Work required:
Lines from the one containing "Category: blue stripe on towel" through the last line of the data below are to be returned exactly; leave out the rest.

Stored data:
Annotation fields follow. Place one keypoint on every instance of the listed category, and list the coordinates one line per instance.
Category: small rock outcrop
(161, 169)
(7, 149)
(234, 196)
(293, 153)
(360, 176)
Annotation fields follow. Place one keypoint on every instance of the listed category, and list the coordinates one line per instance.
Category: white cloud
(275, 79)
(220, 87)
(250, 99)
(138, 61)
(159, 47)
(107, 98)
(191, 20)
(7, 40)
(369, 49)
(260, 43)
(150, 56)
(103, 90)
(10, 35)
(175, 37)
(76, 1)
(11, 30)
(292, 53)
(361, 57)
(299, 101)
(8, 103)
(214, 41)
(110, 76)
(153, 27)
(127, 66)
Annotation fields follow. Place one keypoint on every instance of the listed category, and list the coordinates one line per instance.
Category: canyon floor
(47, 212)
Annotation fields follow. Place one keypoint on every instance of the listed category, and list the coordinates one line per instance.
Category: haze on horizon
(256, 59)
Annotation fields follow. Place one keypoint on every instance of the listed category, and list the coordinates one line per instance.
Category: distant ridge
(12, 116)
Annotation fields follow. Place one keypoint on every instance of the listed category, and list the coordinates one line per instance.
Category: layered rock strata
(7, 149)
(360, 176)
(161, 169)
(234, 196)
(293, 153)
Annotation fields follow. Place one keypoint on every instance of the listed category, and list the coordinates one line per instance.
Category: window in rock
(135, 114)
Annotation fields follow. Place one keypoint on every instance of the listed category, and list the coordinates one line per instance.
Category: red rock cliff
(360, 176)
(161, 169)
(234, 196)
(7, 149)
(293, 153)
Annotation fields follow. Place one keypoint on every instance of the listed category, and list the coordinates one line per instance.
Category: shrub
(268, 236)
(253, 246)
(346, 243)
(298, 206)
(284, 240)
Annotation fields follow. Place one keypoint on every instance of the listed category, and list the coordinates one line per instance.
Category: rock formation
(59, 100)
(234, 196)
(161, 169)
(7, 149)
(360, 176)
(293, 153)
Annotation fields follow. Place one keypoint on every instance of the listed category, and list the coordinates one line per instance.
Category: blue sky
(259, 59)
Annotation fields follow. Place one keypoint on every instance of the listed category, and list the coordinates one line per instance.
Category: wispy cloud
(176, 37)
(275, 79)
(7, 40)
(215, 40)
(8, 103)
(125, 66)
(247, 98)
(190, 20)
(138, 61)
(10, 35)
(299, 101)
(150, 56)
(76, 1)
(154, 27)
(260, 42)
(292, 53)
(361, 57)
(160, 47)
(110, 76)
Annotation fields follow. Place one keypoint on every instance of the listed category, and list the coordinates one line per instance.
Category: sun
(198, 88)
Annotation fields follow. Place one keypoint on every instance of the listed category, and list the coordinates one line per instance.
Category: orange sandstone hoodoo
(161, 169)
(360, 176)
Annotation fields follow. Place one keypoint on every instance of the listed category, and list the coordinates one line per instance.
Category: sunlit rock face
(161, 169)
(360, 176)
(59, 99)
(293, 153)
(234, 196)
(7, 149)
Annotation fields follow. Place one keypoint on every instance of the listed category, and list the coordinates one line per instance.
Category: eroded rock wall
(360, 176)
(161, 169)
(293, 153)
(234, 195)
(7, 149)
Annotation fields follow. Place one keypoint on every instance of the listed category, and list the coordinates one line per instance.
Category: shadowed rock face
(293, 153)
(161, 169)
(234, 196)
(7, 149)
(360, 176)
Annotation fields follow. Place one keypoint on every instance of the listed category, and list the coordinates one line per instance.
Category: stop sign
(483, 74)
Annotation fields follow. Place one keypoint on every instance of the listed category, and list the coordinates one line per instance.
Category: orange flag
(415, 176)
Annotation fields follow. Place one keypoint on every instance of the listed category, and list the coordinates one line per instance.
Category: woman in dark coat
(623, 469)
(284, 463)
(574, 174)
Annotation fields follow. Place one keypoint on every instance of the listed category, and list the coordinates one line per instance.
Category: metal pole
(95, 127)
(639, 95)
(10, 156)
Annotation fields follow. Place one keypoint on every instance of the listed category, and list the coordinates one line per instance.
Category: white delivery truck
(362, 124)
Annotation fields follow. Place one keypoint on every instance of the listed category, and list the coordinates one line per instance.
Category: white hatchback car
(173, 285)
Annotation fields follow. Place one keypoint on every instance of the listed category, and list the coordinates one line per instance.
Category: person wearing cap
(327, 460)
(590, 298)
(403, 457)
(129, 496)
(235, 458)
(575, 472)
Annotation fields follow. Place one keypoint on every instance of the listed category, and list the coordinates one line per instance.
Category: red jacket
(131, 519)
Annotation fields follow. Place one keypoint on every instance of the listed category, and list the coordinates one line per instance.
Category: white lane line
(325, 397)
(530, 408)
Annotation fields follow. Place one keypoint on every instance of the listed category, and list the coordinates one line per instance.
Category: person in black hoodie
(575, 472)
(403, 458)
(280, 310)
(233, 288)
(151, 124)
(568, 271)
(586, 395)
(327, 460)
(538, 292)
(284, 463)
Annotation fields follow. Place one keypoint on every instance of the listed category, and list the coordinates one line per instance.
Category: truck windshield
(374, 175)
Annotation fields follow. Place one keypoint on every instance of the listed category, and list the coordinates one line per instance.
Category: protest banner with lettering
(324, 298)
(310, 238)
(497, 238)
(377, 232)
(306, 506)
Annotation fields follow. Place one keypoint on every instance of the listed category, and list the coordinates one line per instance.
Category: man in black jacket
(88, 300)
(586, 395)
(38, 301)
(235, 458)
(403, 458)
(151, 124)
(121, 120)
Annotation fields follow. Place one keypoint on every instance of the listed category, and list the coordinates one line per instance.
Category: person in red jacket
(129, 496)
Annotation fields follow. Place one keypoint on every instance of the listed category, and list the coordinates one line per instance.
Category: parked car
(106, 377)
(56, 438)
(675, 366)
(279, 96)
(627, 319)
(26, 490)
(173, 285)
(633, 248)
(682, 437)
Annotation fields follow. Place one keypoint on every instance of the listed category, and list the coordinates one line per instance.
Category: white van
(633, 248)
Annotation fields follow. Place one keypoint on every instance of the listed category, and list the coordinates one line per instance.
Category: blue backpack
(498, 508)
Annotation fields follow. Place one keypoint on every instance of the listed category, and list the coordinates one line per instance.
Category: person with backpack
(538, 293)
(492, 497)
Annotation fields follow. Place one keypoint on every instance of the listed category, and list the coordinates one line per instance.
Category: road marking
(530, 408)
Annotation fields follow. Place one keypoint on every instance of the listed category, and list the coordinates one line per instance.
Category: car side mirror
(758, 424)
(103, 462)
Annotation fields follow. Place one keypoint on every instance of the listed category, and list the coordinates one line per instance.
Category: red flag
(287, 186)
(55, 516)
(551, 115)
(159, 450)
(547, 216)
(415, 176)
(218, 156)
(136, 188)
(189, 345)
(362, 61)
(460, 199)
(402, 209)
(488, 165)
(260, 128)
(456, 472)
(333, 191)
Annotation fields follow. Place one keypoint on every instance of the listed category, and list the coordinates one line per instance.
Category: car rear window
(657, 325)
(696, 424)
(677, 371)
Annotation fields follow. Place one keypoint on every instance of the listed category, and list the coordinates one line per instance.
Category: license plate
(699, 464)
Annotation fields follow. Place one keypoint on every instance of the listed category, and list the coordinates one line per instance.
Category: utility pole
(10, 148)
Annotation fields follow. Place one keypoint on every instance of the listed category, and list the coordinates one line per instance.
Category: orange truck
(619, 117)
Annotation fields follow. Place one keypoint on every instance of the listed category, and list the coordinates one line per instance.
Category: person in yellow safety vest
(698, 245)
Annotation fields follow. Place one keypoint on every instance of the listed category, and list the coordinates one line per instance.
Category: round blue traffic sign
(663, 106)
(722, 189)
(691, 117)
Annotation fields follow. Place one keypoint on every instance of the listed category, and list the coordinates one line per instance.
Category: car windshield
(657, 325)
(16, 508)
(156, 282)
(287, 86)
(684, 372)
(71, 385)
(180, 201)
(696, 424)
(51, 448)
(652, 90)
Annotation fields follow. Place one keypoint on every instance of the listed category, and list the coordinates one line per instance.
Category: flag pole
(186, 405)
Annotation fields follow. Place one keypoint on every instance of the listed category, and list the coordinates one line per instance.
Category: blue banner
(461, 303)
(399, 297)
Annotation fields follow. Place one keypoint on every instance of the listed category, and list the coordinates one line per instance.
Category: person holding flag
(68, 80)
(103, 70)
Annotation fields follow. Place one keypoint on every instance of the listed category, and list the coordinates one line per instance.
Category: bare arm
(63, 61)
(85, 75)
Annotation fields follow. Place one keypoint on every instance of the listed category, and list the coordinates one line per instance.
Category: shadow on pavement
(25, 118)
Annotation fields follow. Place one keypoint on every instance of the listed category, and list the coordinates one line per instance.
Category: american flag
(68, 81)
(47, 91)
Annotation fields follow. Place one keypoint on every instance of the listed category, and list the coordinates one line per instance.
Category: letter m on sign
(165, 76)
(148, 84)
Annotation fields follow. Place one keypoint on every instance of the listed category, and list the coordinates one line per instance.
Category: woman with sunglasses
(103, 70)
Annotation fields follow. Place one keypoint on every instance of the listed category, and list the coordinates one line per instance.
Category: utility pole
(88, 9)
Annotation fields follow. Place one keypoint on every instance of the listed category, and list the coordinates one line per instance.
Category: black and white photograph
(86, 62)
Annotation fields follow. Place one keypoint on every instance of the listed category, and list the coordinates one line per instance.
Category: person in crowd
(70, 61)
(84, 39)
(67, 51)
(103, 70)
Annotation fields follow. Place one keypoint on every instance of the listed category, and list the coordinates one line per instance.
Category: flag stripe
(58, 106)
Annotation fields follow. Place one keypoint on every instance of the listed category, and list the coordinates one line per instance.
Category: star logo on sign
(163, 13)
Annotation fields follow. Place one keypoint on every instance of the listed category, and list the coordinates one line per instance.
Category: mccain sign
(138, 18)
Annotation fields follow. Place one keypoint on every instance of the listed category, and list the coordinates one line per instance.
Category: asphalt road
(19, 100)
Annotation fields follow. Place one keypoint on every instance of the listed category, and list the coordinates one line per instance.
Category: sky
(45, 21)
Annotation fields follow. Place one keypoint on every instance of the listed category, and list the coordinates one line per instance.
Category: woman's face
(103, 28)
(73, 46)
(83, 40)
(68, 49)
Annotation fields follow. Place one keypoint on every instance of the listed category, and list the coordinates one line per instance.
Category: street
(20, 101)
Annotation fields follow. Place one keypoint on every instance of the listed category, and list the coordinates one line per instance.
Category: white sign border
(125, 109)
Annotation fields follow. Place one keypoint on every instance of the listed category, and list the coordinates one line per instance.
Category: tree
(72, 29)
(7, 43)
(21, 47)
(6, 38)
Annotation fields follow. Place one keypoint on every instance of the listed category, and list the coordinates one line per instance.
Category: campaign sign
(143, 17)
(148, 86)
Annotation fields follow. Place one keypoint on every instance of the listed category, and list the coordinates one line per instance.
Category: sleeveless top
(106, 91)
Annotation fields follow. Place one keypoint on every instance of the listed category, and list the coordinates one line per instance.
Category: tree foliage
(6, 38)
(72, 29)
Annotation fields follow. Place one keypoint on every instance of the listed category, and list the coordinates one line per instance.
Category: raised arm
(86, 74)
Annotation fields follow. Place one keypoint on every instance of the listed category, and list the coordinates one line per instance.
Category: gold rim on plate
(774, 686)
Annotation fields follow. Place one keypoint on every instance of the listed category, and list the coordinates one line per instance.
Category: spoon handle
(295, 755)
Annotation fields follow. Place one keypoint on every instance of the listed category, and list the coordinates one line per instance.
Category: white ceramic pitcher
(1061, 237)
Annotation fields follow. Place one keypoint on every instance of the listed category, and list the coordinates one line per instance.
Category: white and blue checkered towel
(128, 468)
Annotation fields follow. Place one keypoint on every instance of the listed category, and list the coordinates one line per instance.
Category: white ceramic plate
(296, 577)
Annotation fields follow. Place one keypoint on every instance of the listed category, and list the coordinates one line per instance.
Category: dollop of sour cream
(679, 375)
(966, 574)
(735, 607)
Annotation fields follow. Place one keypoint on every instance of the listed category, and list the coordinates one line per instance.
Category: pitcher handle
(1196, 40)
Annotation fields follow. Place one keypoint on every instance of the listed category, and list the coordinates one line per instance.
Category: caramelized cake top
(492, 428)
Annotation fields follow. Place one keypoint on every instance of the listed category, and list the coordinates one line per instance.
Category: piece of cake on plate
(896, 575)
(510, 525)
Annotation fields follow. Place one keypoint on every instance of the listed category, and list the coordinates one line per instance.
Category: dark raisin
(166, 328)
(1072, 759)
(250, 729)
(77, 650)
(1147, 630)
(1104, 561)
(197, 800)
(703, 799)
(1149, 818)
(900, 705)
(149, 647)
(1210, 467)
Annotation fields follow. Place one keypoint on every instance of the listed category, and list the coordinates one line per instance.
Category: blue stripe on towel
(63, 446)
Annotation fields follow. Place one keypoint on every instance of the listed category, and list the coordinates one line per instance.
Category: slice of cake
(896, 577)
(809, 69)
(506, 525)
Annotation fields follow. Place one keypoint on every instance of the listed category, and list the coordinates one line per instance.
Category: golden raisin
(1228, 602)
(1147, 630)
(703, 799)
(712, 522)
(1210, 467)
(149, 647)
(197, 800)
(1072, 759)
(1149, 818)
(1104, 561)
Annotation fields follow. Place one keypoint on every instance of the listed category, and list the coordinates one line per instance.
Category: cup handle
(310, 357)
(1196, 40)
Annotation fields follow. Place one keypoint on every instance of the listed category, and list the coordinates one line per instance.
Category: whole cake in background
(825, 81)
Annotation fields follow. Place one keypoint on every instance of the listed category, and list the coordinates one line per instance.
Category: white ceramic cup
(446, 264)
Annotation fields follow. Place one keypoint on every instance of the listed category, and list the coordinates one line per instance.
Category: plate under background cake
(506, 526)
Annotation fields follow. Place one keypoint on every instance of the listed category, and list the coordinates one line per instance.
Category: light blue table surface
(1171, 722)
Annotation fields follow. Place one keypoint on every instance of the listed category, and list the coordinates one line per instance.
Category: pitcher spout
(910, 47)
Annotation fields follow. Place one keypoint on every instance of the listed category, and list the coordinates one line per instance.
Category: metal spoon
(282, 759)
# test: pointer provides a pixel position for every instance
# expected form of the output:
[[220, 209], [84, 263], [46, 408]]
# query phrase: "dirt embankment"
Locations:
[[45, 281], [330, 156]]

Answer to this problem:
Category: blue stripe on towel
(63, 446)
Annotation fields follow. Place one keypoint on every instance of the listed category, and list the coordinates one line per instance.
Category: slice of cake
(896, 577)
(809, 69)
(506, 525)
Annotation fields follow. Place one keypoint on every instance of the listed category, and list the coordinates one line per instance.
Category: golden raisin
(1228, 602)
(1147, 630)
(703, 799)
(712, 522)
(1210, 467)
(149, 647)
(197, 800)
(1072, 759)
(1149, 818)
(1104, 561)
Annotation fields follow. Place one keypoint on every instance of the listed category, and list the coordinates one line per instance.
Category: cup handle
(310, 357)
(1196, 40)
Annotation fields follow. Place one keypoint on every instance of the listed category, and list the coordinates one line per instance.
Category: whole cake in background
(825, 81)
Annotation fields follow. Place one keypoint on every instance of the listed category, and list the coordinates one line per instance.
Category: white ceramic cup
(446, 264)
Annotation fields follow. Place one keypoint on every instance of the listed category, and list the coordinates one line per instance.
Category: plate under background cake
(506, 526)
Annotation fields follow. Place one keypoint on every instance of the listed category, and list the coordinates one line per instance.
Category: light blue table surface
(1171, 722)
Annotation fields follow. Place one keypoint on every instance of the listed category, and list the coordinates one line per instance.
Category: pitcher spout
(910, 47)
Annotation fields follow. Place one keypoint on every instance of the listed category, and list the coordinates one line per instance.
Category: metal spoon
(282, 759)
# test: pointer provides a pixel position for every instance
# expected form of the output:
[[220, 209], [84, 263], [46, 408]]
# query phrase: "dirt embankment"
Locations:
[[45, 281], [330, 156]]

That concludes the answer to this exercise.